— Begin DATA ENTRIES —

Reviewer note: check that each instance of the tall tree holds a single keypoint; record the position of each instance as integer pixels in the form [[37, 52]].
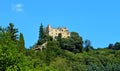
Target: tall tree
[[21, 43], [41, 39], [12, 31], [41, 32], [87, 45]]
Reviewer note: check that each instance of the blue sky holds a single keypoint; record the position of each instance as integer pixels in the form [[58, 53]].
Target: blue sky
[[96, 20]]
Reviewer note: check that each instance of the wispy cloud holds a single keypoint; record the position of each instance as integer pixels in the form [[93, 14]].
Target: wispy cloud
[[18, 7]]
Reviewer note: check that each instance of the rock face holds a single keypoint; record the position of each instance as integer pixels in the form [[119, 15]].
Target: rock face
[[54, 32]]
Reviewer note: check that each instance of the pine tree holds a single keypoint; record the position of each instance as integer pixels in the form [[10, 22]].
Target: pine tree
[[21, 43], [41, 32], [12, 31], [41, 39]]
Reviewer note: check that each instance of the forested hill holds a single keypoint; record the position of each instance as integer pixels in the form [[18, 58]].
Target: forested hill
[[62, 54]]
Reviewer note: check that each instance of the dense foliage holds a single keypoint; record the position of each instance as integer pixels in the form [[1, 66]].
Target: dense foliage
[[59, 55]]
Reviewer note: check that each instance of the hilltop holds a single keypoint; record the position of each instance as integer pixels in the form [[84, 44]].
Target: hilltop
[[64, 51]]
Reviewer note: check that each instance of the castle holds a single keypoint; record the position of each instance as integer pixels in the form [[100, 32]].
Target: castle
[[54, 32]]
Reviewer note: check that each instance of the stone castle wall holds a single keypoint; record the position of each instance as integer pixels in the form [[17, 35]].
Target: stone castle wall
[[54, 32]]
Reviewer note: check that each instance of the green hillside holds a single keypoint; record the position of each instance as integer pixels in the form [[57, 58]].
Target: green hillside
[[63, 54]]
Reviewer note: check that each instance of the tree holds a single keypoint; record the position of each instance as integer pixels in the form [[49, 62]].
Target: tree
[[21, 43], [41, 32], [12, 31], [41, 39], [87, 45], [110, 46]]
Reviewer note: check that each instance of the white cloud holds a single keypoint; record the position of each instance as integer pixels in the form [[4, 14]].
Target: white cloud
[[17, 7]]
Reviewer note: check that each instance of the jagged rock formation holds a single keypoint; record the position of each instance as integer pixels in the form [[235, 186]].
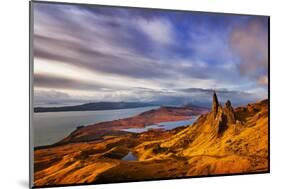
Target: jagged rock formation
[[225, 140], [221, 117]]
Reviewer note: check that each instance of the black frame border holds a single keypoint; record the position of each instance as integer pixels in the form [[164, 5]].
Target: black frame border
[[31, 64]]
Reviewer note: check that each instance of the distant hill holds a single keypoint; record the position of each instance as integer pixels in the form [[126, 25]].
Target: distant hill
[[94, 106]]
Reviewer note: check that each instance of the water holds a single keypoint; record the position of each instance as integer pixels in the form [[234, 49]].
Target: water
[[130, 157], [51, 127], [163, 125]]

— End DATA ENTRIES —

WHAT YOU NEED TO DO: Rewrite the listing from the line with "Reviewer note: check that each instance of the black" through the end of the listing, keeping every line, and add 82 to each point coordinate in the answers. The bracketed form samples stay unchanged.

TASK RESPONSE:
Reviewer note: check that each instance of the black frame border holds a single keypoint; record the position of each instance as integer pixels in the form [[164, 5]].
Target: black frame border
[[113, 146]]
Reviewer note: check that each instance of the distant hill holds a single keypoint; record the position of each instance as integer pixels in the form [[126, 25]].
Target: distant hill
[[176, 188]]
Reviewer note: check that each instance of the water holds a single keypoint; record the position of each instance as integer pixels in the form [[234, 49]].
Target: water
[[212, 239], [133, 209], [245, 207]]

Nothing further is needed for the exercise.